This court had before it the same question in United States v. 2,184.81 Acres of Land, etc. (W.D.Ark.1942) 45 F.Supp. 681. In the opinion filed 28 years ago the court cited and relied upon
Under the facts in this case, there is indeed a very slight possibility that the right of way acquired by the District and condemned by the plaintiff in this action will be abandoned or that the uses of the property will be diverted from the uses for which it was obtained by the District.
In Midwestern Developments, Inc., v. City of Tulsa, Oklahoma (10 Cir. 1967) 374 F.2d 683, the court discussed the questions involved herein, and at page 688 said:
“ * * * as between servient and easement owners, as in our case the easement owner is entitled to the entire award, both where the condemnor takes an easement * * * and where the condemnor takes the fee * * * »
See, also, Terminal Coal Co. v. United States (3 Cir. 1949) 172 F.2d 113.
The possibility of reverter remaining in the intervenors individually and as representatives of a class of other owners is so remote as to be valueless, and therefore the intervention of the intervenors should be dismissed.
Judgment in accordance herewith is being entered today.
SUPPLEMENTAL OPINION
On December 4, 1969, the intervenors were permitted to intervene individually and in their representative capacity for all the interested landowners.
In the intervention filed the same date, the intervenors, George Robert Bill Parks, Martin Geels, Anthony Seibenmorgen, and H. L. Hembree, III, alleged that the McLean Bottom Levee and Drainage District No. 3, Logan County, Arkansas, in its condemnation actions in the Logan County Circuit Court sought and received only “the right of possession for the right of entry into, over and on each and every tract of land listed for the purpose of constructing, maintaining and operating the flood projection project of the Levee levees, loops, dikes and drainage channels and any and all things incident thereto, but said order did not grant unto said Levee District any ownership or right of use except as therein provided. That the Levee District and the Commissioners thereof are not the owners of the fee title in and to said lands here under condemnation, and have only rights as given to them by the court in the condemnation in the Logan County action * * *. That these applicants for intervention with others are the true and rightful owners of the real property sought to be condemned by the United States of America in this cause.”
In due time the District filed answer to the intervention and alleged that the intervenors “have no right, title, interest or claim in and to said property and that their intervention should be dismissed.” Briefs and records were submitted by the parties in support of their respective contentions.

§ **Data to process**

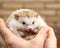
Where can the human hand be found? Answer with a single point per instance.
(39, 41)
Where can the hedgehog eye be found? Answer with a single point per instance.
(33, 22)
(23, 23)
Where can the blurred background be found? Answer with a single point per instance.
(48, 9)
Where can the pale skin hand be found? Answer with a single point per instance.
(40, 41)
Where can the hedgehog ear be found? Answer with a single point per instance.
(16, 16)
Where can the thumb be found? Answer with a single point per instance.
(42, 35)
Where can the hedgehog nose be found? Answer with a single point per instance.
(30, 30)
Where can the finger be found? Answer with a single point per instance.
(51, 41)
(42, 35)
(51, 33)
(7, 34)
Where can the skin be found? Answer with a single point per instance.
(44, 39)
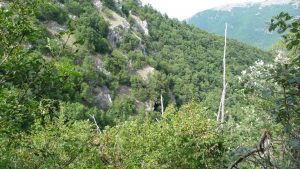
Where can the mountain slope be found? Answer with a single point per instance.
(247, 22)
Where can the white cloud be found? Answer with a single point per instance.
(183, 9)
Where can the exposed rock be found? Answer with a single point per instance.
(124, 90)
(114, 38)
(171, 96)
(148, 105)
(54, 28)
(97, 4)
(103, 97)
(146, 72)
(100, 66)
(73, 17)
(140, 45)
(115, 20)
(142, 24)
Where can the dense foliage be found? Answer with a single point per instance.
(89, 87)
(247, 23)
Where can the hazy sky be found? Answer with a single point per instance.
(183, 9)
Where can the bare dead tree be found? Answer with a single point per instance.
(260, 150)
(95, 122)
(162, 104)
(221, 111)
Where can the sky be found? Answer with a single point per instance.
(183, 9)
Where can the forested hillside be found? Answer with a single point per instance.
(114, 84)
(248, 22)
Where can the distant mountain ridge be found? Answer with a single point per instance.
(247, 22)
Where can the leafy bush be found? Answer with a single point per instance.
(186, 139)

---

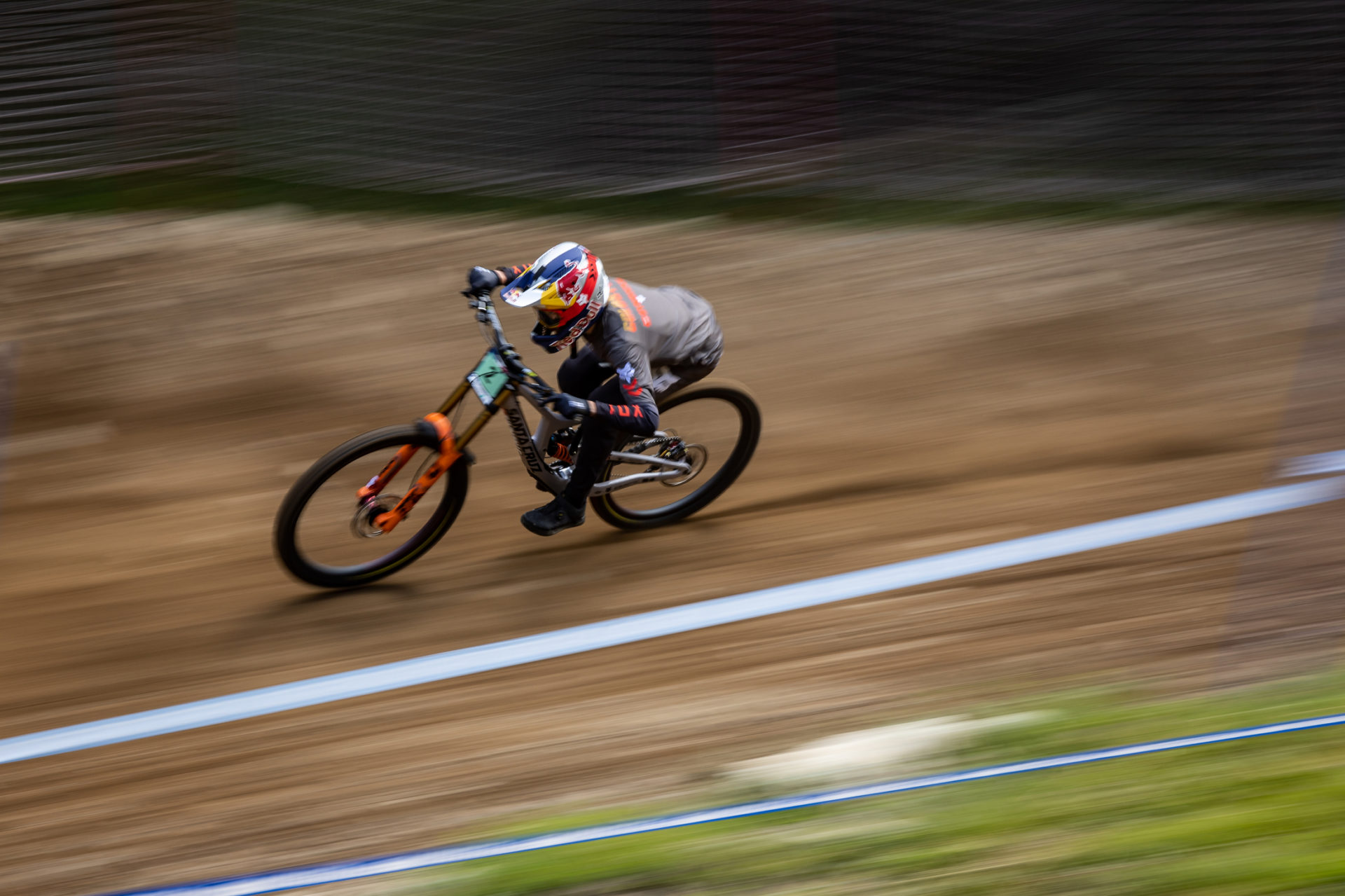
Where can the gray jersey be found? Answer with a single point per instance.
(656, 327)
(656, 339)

§ **Directions**
1) List the intervenors named in the court opinion.
2) Pull out each line of the listing that contains the word "mountain".
The listing has no connection to the court opinion.

§ **Responses in order**
1)
George Robert Bill Parks
Martin Geels
Anthony Seibenmorgen
H. L. Hembree, III

2)
Where can the mountain slope be found? Answer with a single point per instance.
Where can the distant mountain ridge be found? Answer with a single point per instance.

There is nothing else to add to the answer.